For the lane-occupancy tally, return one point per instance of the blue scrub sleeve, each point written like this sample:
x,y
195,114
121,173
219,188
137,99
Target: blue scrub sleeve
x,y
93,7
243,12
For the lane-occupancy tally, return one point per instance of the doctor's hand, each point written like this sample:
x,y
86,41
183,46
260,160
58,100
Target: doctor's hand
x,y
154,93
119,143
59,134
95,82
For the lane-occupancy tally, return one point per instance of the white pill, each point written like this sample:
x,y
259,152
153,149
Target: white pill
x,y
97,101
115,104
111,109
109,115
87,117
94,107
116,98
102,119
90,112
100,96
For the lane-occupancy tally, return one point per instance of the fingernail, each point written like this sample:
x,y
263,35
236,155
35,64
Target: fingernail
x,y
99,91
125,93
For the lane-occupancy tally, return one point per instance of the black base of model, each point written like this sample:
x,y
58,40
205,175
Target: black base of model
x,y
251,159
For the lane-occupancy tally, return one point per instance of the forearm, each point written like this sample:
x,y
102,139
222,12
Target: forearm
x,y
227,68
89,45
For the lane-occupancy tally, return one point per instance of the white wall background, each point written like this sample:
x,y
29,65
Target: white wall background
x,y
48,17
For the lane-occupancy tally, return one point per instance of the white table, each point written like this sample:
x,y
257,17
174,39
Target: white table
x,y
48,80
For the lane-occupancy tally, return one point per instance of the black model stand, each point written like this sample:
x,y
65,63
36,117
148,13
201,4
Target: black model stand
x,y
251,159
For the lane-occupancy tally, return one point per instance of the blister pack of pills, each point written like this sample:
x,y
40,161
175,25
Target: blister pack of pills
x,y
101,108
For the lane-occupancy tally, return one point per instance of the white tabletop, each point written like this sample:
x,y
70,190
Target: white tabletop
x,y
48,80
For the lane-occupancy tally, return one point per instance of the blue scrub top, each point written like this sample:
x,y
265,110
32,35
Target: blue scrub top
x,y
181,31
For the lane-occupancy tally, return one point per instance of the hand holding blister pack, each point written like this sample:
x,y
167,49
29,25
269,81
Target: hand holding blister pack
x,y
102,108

————

__Task statement__. Every line of the data above should be copied exactly.

__Exercise solution__.
For the lane-occupancy tally, return one point per instance of the blue scrub sleeve, each point written like this sample:
x,y
195,114
121,173
219,188
137,99
Target: blue scrub sleeve
x,y
93,7
243,12
For the lane-occupancy tally, return one point per instance of the doctor's hand, each point written like this sample:
x,y
86,41
183,46
260,160
58,100
Target: doctor's hand
x,y
154,93
119,143
59,134
95,82
For the lane-occupancy tally, return one point per instance of the white pill, each point written like this sample:
x,y
259,152
153,149
Target: white pill
x,y
97,101
115,104
111,109
109,115
87,117
94,107
116,98
102,119
90,112
100,96
For the lane-occupancy tally, return one point per instance of the fingernail, each point written like this sample:
x,y
263,35
236,155
35,64
Target: fingernail
x,y
99,91
125,93
For the lane-occupancy tally, return one point per instance of the black base of model, each point written like this sample:
x,y
58,40
205,175
Target: black base of model
x,y
251,159
For the lane-occupancy tally, return one point per instance of the forearm, each point written like this sample:
x,y
102,139
222,12
Target: forearm
x,y
227,68
89,45
For the lane-occupancy tally, return one point per instance of the white wall background, each point written like this sample:
x,y
29,65
Target: white wall background
x,y
48,17
For the lane-occupancy tally, return one point per instance of the white table, each point written like this sample:
x,y
257,17
174,39
Target: white table
x,y
48,80
For the lane-occupancy tally, return one point per instance of the black model stand, each point written like this sample:
x,y
65,63
36,117
148,13
201,4
Target: black model stand
x,y
251,159
For the lane-occupancy tally, return one point per instance of the blister pack of pills, each point written like this sample:
x,y
40,161
175,25
Target: blister pack of pills
x,y
101,108
For the lane-occupancy tally, return one point per instance of the white tabletop, each point written like this sample:
x,y
70,190
Target: white tabletop
x,y
48,80
For the lane-occupancy tally, return one point per instance of the blue scrub top, each point written like this sample:
x,y
265,110
32,35
Target: blue scrub top
x,y
181,31
For the lane-occupancy tally, return one point per instance of the hand holding blister pack, each point written like this sample:
x,y
167,49
29,25
269,81
Target: hand holding blister pack
x,y
102,108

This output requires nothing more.